## start RAW RECORDS

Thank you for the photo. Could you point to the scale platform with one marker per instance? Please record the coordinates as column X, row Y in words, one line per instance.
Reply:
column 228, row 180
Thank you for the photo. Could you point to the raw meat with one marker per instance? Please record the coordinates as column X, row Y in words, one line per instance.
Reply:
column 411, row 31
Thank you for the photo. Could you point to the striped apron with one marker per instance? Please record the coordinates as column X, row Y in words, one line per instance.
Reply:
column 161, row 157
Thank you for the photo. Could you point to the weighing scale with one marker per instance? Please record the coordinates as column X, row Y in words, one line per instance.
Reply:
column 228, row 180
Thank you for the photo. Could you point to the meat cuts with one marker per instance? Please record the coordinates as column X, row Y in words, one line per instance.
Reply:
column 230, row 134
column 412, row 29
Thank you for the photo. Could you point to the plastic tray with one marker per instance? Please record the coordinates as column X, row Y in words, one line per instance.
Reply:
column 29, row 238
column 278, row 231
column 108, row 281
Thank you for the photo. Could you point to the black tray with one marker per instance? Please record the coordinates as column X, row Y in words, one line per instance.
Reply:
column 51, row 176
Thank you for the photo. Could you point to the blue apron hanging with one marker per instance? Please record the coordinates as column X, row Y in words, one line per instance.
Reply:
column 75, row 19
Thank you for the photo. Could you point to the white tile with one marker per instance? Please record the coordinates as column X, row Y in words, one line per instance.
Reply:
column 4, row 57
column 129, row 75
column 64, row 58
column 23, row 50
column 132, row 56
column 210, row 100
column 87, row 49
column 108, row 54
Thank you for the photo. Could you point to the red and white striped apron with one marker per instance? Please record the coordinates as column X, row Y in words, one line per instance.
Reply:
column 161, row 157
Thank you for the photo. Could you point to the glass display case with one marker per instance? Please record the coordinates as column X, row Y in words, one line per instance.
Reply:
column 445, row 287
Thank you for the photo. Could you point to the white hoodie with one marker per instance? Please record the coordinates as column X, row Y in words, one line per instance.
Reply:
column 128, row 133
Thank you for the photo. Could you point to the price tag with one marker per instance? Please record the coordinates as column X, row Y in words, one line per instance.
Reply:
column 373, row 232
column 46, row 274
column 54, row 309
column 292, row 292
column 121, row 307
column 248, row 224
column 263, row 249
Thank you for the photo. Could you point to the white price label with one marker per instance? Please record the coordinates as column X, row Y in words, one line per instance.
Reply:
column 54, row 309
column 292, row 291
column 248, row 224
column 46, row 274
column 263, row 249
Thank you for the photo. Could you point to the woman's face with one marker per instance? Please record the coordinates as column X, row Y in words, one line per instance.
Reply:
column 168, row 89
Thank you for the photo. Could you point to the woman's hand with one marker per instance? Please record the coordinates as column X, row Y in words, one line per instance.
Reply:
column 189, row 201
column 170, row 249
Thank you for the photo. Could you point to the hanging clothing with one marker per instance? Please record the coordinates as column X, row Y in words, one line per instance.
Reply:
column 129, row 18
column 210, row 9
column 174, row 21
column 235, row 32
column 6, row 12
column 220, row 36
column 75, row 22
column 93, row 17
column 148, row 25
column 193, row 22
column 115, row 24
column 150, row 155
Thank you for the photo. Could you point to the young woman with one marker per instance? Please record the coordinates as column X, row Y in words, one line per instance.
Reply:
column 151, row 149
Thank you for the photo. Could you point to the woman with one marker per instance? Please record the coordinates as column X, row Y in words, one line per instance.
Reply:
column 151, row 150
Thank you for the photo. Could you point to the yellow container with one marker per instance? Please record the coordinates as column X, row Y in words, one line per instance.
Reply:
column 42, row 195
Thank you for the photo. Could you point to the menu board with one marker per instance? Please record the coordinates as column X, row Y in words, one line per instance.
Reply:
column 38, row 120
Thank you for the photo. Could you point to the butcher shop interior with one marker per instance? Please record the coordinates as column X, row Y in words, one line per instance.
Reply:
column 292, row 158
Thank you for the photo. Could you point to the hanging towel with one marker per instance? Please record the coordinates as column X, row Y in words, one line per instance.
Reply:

## end RAW RECORDS

TO BE DONE. Repeat word for word every line from the one that holds "Thank you for the photo. Could you point to the menu" to the end. Both ends count.

EXPECTED ANSWER.
Thank you for the photo. Could you point to the menu board with one marker per instance? Please record the coordinates as column X, row Y in words, one line per instance.
Reply:
column 38, row 120
Thank you for the photo. Could you point to the butcher shop interior with one marker per instance? Please record the coordinates as column X, row Y in words, one line per instance.
Reply:
column 292, row 158
Thank you for the photo. Could you point to the hanging towel with one marker per instance? Please record the coordinates as column X, row Y in words, one line per instance.
Reply:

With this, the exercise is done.